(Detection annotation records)
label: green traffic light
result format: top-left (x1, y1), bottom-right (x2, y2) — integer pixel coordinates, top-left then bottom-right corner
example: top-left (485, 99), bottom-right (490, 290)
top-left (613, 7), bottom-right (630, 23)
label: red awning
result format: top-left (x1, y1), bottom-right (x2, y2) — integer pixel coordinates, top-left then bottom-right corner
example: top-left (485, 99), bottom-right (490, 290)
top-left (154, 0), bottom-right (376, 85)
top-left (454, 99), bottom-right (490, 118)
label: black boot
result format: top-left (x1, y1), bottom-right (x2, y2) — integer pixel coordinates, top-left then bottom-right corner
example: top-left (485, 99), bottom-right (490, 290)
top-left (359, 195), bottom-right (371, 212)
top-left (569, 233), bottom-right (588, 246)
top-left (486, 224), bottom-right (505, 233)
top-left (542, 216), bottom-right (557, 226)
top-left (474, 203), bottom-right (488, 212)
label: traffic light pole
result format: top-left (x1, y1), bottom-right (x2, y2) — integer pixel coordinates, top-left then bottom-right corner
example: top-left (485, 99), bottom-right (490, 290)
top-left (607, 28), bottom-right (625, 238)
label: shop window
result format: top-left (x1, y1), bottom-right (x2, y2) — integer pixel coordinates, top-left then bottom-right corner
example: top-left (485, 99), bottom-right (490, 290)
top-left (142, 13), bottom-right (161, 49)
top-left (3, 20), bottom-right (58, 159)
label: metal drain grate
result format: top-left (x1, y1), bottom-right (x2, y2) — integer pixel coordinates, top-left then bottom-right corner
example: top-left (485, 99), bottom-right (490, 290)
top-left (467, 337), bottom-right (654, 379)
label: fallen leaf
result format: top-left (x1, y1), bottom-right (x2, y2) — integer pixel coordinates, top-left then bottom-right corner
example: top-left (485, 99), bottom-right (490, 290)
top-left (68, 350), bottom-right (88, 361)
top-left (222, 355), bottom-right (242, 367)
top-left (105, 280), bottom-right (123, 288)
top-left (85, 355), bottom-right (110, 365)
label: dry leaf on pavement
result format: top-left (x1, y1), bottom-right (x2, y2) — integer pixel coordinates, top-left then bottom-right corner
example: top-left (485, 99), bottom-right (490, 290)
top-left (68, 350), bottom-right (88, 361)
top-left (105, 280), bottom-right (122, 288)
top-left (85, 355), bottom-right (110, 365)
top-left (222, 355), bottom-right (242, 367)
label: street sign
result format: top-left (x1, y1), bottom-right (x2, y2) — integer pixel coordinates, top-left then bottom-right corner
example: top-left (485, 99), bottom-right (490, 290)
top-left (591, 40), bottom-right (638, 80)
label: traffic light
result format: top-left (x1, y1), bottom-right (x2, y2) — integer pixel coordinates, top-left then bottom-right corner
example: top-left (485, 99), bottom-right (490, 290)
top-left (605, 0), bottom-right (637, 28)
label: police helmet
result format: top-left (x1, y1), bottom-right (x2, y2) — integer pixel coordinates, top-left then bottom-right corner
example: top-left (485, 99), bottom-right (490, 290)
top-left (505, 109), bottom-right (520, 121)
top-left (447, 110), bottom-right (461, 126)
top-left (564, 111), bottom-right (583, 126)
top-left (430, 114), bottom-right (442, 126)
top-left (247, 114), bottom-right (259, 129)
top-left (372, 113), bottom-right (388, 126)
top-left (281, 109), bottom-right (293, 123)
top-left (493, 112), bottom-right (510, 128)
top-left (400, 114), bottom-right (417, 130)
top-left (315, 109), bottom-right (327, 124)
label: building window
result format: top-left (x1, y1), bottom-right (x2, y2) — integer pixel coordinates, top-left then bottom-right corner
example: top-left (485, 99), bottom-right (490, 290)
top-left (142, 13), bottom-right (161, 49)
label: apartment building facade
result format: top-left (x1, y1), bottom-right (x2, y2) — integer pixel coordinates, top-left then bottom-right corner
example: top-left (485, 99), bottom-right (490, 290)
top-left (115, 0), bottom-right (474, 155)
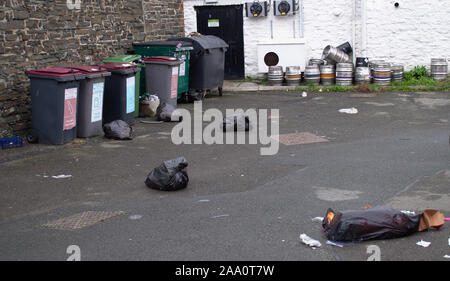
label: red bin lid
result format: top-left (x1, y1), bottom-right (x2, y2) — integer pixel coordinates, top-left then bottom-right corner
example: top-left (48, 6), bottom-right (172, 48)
top-left (26, 67), bottom-right (83, 77)
top-left (72, 65), bottom-right (108, 74)
top-left (102, 62), bottom-right (136, 70)
top-left (142, 56), bottom-right (180, 62)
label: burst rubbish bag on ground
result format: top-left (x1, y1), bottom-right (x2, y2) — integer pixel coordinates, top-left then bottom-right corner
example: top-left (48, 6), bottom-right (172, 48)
top-left (145, 157), bottom-right (189, 191)
top-left (223, 114), bottom-right (250, 132)
top-left (103, 120), bottom-right (133, 140)
top-left (322, 206), bottom-right (422, 242)
top-left (156, 103), bottom-right (182, 122)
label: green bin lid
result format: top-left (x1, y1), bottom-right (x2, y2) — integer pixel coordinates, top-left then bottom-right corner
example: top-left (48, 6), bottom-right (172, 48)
top-left (103, 55), bottom-right (142, 63)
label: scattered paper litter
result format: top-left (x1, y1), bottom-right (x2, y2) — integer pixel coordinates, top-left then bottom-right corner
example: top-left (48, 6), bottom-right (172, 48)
top-left (339, 107), bottom-right (358, 114)
top-left (311, 217), bottom-right (323, 222)
top-left (52, 175), bottom-right (72, 179)
top-left (400, 211), bottom-right (416, 216)
top-left (416, 240), bottom-right (431, 248)
top-left (300, 233), bottom-right (322, 249)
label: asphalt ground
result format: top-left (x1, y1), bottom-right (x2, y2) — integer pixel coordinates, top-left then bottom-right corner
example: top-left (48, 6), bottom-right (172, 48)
top-left (0, 92), bottom-right (450, 261)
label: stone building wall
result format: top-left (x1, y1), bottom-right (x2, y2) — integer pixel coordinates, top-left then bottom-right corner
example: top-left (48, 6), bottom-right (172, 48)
top-left (0, 0), bottom-right (184, 136)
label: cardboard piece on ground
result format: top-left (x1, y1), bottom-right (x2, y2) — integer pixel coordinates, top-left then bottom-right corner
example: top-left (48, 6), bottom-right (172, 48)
top-left (419, 210), bottom-right (444, 231)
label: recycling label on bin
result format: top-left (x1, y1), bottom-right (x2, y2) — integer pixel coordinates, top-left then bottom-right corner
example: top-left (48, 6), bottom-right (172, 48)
top-left (170, 66), bottom-right (179, 99)
top-left (63, 88), bottom-right (78, 131)
top-left (127, 76), bottom-right (136, 114)
top-left (180, 55), bottom-right (186, 77)
top-left (91, 82), bottom-right (105, 123)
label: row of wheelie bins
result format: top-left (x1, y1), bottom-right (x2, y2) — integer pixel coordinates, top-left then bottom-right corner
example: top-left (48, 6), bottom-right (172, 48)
top-left (26, 36), bottom-right (228, 144)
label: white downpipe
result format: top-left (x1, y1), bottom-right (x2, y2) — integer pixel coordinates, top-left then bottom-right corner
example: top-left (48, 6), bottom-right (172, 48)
top-left (352, 0), bottom-right (358, 62)
top-left (361, 0), bottom-right (367, 57)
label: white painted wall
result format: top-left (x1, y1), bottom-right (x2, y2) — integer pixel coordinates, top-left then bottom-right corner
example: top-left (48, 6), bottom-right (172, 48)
top-left (184, 0), bottom-right (450, 76)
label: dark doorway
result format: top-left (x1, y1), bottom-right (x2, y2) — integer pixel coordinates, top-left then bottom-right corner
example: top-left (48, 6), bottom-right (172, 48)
top-left (195, 5), bottom-right (245, 80)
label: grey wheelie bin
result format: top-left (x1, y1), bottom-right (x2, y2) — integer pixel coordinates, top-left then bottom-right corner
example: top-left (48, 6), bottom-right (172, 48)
top-left (169, 35), bottom-right (229, 95)
top-left (102, 63), bottom-right (141, 125)
top-left (26, 68), bottom-right (85, 144)
top-left (73, 65), bottom-right (111, 138)
top-left (143, 56), bottom-right (183, 107)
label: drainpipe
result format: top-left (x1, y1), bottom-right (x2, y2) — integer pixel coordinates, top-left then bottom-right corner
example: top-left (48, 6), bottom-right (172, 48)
top-left (361, 0), bottom-right (367, 57)
top-left (352, 0), bottom-right (356, 61)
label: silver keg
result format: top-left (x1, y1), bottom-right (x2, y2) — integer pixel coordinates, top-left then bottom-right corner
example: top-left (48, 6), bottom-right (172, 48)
top-left (336, 62), bottom-right (353, 86)
top-left (304, 64), bottom-right (320, 85)
top-left (430, 58), bottom-right (448, 80)
top-left (267, 66), bottom-right (284, 86)
top-left (285, 66), bottom-right (302, 86)
top-left (320, 64), bottom-right (336, 85)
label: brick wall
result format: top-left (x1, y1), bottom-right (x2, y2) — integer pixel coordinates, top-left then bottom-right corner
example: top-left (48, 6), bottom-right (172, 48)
top-left (0, 0), bottom-right (184, 137)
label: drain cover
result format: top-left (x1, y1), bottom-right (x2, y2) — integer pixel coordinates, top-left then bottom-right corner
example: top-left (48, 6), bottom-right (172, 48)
top-left (272, 133), bottom-right (328, 145)
top-left (42, 211), bottom-right (124, 230)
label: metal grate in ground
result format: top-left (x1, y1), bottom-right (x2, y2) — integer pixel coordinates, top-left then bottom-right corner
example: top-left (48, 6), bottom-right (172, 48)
top-left (42, 211), bottom-right (125, 230)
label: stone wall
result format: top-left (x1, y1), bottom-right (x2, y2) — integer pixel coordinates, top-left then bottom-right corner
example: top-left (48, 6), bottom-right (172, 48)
top-left (0, 0), bottom-right (184, 136)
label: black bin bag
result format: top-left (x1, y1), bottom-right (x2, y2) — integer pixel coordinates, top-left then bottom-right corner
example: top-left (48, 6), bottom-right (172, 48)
top-left (145, 157), bottom-right (189, 191)
top-left (322, 206), bottom-right (420, 242)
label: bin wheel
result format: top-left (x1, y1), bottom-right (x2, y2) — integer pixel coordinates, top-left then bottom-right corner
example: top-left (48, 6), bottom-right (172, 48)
top-left (27, 131), bottom-right (39, 143)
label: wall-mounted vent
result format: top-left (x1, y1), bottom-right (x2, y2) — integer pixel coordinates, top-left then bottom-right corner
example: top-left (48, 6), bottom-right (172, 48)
top-left (245, 1), bottom-right (269, 18)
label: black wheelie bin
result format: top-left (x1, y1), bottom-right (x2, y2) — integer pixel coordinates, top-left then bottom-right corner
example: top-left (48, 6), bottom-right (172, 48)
top-left (169, 35), bottom-right (229, 95)
top-left (25, 68), bottom-right (86, 144)
top-left (73, 65), bottom-right (111, 138)
top-left (102, 63), bottom-right (141, 125)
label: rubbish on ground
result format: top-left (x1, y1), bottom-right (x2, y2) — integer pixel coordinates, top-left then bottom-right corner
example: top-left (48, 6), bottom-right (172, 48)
top-left (419, 209), bottom-right (445, 231)
top-left (322, 206), bottom-right (420, 242)
top-left (145, 157), bottom-right (189, 191)
top-left (141, 120), bottom-right (164, 124)
top-left (103, 120), bottom-right (133, 140)
top-left (416, 240), bottom-right (431, 248)
top-left (0, 136), bottom-right (23, 149)
top-left (339, 107), bottom-right (358, 114)
top-left (211, 214), bottom-right (230, 219)
top-left (300, 233), bottom-right (322, 249)
top-left (128, 215), bottom-right (142, 220)
top-left (223, 114), bottom-right (250, 132)
top-left (156, 103), bottom-right (182, 122)
top-left (322, 206), bottom-right (444, 242)
top-left (327, 240), bottom-right (353, 248)
top-left (311, 217), bottom-right (323, 222)
top-left (400, 211), bottom-right (416, 216)
top-left (139, 95), bottom-right (161, 117)
top-left (52, 175), bottom-right (72, 179)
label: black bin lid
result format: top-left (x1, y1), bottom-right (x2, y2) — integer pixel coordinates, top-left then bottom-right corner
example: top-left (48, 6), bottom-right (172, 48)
top-left (133, 40), bottom-right (192, 47)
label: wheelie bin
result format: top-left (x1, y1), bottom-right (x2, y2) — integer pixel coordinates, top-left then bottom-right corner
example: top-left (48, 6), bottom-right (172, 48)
top-left (103, 55), bottom-right (145, 117)
top-left (73, 65), bottom-right (111, 138)
top-left (25, 68), bottom-right (86, 144)
top-left (169, 35), bottom-right (229, 95)
top-left (133, 41), bottom-right (194, 99)
top-left (102, 63), bottom-right (141, 125)
top-left (143, 56), bottom-right (183, 108)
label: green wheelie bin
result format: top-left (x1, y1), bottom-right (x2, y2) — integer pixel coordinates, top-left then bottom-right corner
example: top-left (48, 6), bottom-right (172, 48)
top-left (133, 41), bottom-right (194, 99)
top-left (103, 55), bottom-right (145, 117)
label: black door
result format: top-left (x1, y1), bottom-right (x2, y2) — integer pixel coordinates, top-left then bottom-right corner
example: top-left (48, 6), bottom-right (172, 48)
top-left (195, 5), bottom-right (245, 80)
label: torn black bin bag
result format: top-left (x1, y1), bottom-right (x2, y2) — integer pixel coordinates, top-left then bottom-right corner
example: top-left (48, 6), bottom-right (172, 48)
top-left (223, 114), bottom-right (250, 132)
top-left (103, 120), bottom-right (133, 140)
top-left (145, 157), bottom-right (189, 191)
top-left (156, 103), bottom-right (183, 122)
top-left (322, 206), bottom-right (420, 242)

Required task:
Copy out each line in the items above that includes the word "wall".

Solution for this problem:
label: stone building wall
label: white painted wall
label: brick wall
label: stone wall
label: wall-mounted vent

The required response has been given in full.